[Extracted data entries]

__________________________________________________

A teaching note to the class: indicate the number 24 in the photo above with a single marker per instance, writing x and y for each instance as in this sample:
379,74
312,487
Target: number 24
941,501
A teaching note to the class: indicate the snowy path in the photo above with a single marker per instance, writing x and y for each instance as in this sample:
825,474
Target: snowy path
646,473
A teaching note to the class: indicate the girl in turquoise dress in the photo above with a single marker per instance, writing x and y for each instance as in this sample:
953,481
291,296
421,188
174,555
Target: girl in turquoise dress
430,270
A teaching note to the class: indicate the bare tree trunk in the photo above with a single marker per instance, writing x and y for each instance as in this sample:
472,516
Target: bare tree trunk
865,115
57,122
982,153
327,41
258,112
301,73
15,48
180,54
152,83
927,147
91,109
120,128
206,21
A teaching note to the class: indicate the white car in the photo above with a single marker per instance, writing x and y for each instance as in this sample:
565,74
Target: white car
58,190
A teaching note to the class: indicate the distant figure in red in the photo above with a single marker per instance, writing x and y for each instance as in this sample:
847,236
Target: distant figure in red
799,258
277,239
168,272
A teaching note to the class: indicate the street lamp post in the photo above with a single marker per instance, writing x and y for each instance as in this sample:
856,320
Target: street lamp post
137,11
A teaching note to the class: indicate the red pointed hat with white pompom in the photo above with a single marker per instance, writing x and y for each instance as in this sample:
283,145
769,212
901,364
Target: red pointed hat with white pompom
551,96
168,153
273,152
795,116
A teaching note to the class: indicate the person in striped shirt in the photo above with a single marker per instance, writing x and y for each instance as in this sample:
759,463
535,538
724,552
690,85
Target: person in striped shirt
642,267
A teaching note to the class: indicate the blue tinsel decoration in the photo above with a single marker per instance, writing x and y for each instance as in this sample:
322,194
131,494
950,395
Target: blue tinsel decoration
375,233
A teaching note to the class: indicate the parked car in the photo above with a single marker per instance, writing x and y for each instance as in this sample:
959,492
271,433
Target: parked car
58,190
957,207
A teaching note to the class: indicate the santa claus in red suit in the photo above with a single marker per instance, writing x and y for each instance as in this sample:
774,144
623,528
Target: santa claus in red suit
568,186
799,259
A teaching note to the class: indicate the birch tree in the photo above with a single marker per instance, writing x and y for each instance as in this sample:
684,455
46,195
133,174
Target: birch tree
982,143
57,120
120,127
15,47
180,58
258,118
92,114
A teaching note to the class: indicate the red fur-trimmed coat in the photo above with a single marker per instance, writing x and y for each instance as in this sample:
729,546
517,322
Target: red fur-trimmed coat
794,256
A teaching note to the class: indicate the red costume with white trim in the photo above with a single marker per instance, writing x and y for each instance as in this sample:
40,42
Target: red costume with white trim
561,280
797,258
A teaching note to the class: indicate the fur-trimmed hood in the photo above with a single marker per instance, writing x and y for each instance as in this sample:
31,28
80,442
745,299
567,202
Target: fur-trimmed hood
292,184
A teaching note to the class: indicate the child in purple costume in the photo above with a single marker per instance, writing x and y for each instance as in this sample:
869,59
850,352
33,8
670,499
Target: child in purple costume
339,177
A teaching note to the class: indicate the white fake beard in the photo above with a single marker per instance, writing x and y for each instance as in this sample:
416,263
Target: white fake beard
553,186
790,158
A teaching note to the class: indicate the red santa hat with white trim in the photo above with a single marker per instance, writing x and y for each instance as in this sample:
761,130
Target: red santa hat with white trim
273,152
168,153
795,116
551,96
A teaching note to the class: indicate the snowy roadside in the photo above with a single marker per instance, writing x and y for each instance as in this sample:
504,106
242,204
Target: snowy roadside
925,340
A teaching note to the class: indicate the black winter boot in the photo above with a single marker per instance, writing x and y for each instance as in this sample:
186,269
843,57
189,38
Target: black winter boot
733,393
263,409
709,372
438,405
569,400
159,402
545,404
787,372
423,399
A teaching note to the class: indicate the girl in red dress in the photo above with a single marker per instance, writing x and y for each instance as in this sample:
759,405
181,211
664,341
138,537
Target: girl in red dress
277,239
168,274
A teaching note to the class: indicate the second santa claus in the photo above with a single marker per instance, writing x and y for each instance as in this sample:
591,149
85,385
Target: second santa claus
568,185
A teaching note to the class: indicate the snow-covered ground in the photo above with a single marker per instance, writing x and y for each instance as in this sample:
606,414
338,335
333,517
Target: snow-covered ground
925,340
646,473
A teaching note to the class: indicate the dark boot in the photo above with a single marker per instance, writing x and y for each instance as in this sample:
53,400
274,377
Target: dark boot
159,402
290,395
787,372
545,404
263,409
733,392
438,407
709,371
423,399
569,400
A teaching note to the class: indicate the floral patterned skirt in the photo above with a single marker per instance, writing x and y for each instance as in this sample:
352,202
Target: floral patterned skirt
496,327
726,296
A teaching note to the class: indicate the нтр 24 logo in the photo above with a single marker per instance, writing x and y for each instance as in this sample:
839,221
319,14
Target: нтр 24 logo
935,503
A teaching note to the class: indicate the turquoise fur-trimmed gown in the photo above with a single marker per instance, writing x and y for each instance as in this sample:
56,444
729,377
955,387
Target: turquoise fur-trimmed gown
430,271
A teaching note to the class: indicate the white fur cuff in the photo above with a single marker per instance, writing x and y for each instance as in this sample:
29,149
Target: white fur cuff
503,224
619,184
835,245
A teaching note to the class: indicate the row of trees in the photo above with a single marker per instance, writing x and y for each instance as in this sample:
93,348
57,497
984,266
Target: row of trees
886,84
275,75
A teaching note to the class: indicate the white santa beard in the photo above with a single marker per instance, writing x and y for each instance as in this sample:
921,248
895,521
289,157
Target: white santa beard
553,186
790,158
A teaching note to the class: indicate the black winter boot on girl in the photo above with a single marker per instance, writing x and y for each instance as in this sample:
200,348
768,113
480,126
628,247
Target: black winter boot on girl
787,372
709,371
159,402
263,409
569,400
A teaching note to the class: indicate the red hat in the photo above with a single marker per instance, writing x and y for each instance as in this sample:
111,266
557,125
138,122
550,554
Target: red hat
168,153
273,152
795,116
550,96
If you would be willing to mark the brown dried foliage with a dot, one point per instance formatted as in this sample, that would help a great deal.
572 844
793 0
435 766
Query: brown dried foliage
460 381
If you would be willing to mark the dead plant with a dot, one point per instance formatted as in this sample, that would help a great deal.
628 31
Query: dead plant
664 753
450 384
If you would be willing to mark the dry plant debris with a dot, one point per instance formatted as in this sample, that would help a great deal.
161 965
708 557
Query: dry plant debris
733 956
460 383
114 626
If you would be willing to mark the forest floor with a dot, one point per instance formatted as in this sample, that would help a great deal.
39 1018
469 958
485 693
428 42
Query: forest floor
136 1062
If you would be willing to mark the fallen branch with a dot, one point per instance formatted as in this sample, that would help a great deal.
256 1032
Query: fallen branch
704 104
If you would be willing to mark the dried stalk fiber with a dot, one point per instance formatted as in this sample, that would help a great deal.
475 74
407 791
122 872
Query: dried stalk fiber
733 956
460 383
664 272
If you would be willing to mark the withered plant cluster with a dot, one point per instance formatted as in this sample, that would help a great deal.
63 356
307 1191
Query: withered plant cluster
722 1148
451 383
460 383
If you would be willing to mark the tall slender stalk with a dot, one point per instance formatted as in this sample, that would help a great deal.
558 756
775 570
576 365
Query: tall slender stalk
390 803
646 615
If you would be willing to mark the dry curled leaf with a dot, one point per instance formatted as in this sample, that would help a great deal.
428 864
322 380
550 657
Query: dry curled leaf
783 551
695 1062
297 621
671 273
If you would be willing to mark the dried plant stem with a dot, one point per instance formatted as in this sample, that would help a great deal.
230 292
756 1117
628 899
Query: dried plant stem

__________________________________________________

- How to complete this task
Having read the entries, output all of them verbatim.

- Answer section
A teaching note to the class: indicate the number 24 in the photo above with a single marker per instance, writing x and y for each instance as in this sample:
379,74
312,487
Target: number 24
941,501
A teaching note to the class: indicate the snowy path in the photo above with a single marker per instance, writing x and y for each instance as in this sample:
825,474
Target: snowy path
646,473
A teaching note to the class: indicate the girl in turquoise dress in the photo above with a single marker per instance, writing x and y for each instance as in this sample:
953,481
291,296
421,188
174,555
Target: girl in turquoise dress
430,270
A teaching note to the class: indicate the bare tree trunk in the photo above with a single marker per instance, writing x and y for each instance as in this sample:
472,516
Target: bare tree trunk
865,115
57,122
982,153
327,41
258,112
301,73
15,48
180,54
152,83
927,147
91,109
120,128
206,21
A teaching note to the class: indicate the white car in the photo above with a single marker per instance, writing x and y for each instance as in this sample:
565,74
Target: white car
58,190
A teaching note to the class: indicate the distant figure in red in the photo above with a single marker per instance, writing x and y for each instance as in this sample:
847,236
Target: distant figure in red
799,258
277,239
168,272
A teaching note to the class: indicate the street lamp post in the photo above with a single marker per instance, writing x and y for each instance as in this sample:
856,320
Target: street lamp post
137,11
A teaching note to the class: indicate the red pointed hat with white pompom in the photo above with a single marker per instance, writing x and y for each instance as in this sample:
283,145
769,212
901,364
Target: red pointed hat with white pompom
551,96
168,153
273,152
795,116
A teaching note to the class: indicate the person in striped shirt in the photo above with a single marker per instance, writing x and y for each instance as in this sample:
759,463
535,538
724,552
690,85
Target: person in striped shirt
642,267
A teaching note to the class: indicate the blue tinsel decoration in the photo above with a single marker per instance, writing x and y for each instance as in this sample:
322,194
131,494
950,395
Target: blue tinsel decoration
375,233
A teaching note to the class: indicate the parked car in the photo above with a single marker per instance, writing x and y for each instance as in this sample:
959,492
271,433
Target: parked car
58,190
957,207
A teaching note to the class: indicate the santa claus in red suit in the photo above with a single marker per instance, writing x and y for each instance as in this sample:
774,144
623,528
Target: santa claus in red suit
568,186
799,259
A teaching note to the class: indicate the birch tree in the photo above with a single marker per instance, writing x and y for each instance as in this sample:
684,455
46,195
133,174
Target: birch tree
982,143
57,120
120,127
15,47
180,58
258,118
92,114
A teaching note to the class: indicate the red fur-trimmed coat in the photo above with a single marker per instance, writing x and y for each instance as in this sample:
729,546
517,322
Target: red fur-trimmed coat
794,256
A teaching note to the class: indicate the red costume with white trim in the photo above with a single marker per instance, writing x and y for each instance as in this sample:
40,42
Target: red costume with white trim
561,280
797,258
A teaching note to the class: indicate the fur-trimmed hood in the photo above with a single marker per instance, writing x and y for each instance as in this sample:
31,28
80,442
745,299
567,202
Target: fur-trimmed hood
292,184
A teaching note to the class: indicate the child in purple costume in the photo above with a single marker per instance, writing x and y for each instance as in this sample:
869,59
850,352
33,8
670,499
Target: child in purple costume
339,177
A teaching note to the class: indicate the white fake beard in the photo above with a single marker per instance, writing x and y for each instance as in this sample:
416,263
Target: white fake beard
553,186
790,158
A teaching note to the class: indicate the red santa hat with white trim in the photo above with a single marker per instance, writing x and y for each instance as in this sample:
761,130
Target: red santa hat with white trim
273,152
168,153
795,116
551,96
A teaching note to the class: indicate the snowy roadside in the photo above with a single marker per instance, writing x and y for each instance as in this sample:
504,106
242,204
Target: snowy roadside
925,340
A teaching note to the class: indicate the black winter boot in the photo above with a single marker per instance, writing x and y for each instance as in this sample:
186,269
843,57
189,38
Target: black winter boot
733,393
263,409
709,372
438,405
569,400
159,402
545,404
787,372
423,399
A teaching note to the class: indicate the girl in red dress in the photo above with a single marker per instance, writing x and y for each instance as in this sample:
759,405
181,211
664,341
138,537
Target: girl in red dress
277,239
168,274
A teaching note to the class: indicate the second santa claus in the photo above with a single marker per instance, writing x and y for each instance as in this sample:
591,149
85,385
Target: second santa claus
568,185
A teaching note to the class: indicate the snow-covered ground in the photo above with a single marker per instance, writing x and y for each instance as in this sample:
606,414
338,335
333,517
Target: snow-covered ground
925,340
646,473
A teaching note to the class: indicate the dark boot in the photo above with a single marker per instance, writing x and y for each instance as in this sample:
53,400
274,377
Target: dark boot
159,402
290,395
787,372
545,404
263,409
733,392
438,407
709,371
423,399
569,400
A teaching note to the class: indicate the floral patterned skirt in the photo above with a single marker per instance, writing x and y for each instance as in this sample:
352,202
Target: floral patterned skirt
496,327
726,296
A teaching note to the class: indicate the нтр 24 logo in the photo above with a single marker per instance, writing x and y for each instance as in this sample:
839,221
319,14
Target: нтр 24 logo
935,503
A teaching note to the class: indicate the turquoise fur-trimmed gown in the photo above with a single marker per instance, writing x and y for each instance as in this sample:
56,444
729,377
955,387
Target: turquoise fur-trimmed gown
430,271
A teaching note to the class: indicate the white fur cuff in the photo above with a single marker per instance, writing x and y for each instance as in this sample:
29,149
Target: white fur cuff
503,224
619,184
835,245
A teaching note to the class: indicate the row of trees in the photo above with a single marker per instance, writing x and y for each instance as in this sample:
93,348
57,497
984,266
Target: row of trees
886,84
275,75
A teaching note to the class: indicate the white santa beard in the photo above with a single marker per instance, writing x and y for each instance as in this sample:
921,248
895,521
289,157
Target: white santa beard
553,186
790,158
A teaching note to the class: indicate the black winter boot on girl in the photo above with a single marker per instance, writing x and y for each instance as in this sample:
200,348
768,113
480,126
628,247
Target: black winter boot on girl
787,372
709,371
159,402
263,409
569,400
A teaching note to the class: indicate the red hat in the photo above with a single marker per instance, writing x and y for each instance as in this sample:
111,266
557,125
138,122
550,554
Target: red hat
168,153
273,152
795,116
550,96
If you would be willing to mark the brown dried foliage with a dot, one point per instance formatted as in this sample, that would help a great deal.
572 844
793 0
435 766
Query: brown dried foliage
460 381
If you would be willing to mark the dead plant with a dot, one point per instance formatted as in this sample, that would help a great deal.
628 31
Query: dead plant
664 753
450 384
If you would be willing to mark the dry plant debris with a dot, one point per instance formatted as in this sample, that would help a great deal.
161 965
708 557
Query: dry plant debris
733 956
460 383
114 626
If you would be willing to mark the forest floor with a dot, one point per instance formatted as in this sample, that would help a great deal.
39 1018
469 958
485 693
428 42
Query: forest floor
136 1062
If you would be willing to mark the fallen branch with a dot, one point per instance formatted as in this sample, that would help a great deal.
256 1032
Query: fallen branch
704 104
If you would be willing to mark the dried stalk fiber with a dot, one point per instance formatted as in this sample, that would help a great deal.
475 74
407 791
122 872
Query: dried stalk fiber
733 956
460 383
664 272
If you would be willing to mark the withered plant cluster with a dot, one point per instance formatted as in this sample, that would help a great deal.
63 356
307 1191
Query: withered plant cluster
722 1148
451 383
460 383
If you would be willing to mark the tall slender stalk with a dot, one point per instance formatted as in this sample, that would help a great deal.
558 756
775 570
576 365
Query: tall slender stalk
390 803
646 615
If you would be willing to mark the dry curled leaf with a dot, one point per instance formatted as in this sample, that would help a great deal.
428 864
322 380
550 657
Query: dry curled leaf
783 551
695 1062
297 621
671 273
If you would be willing to mark the dried plant stem with a dot, one point per instance formatted as in this sample, that would help a great deal.
230 292
756 1117
628 899
Query: dried plant stem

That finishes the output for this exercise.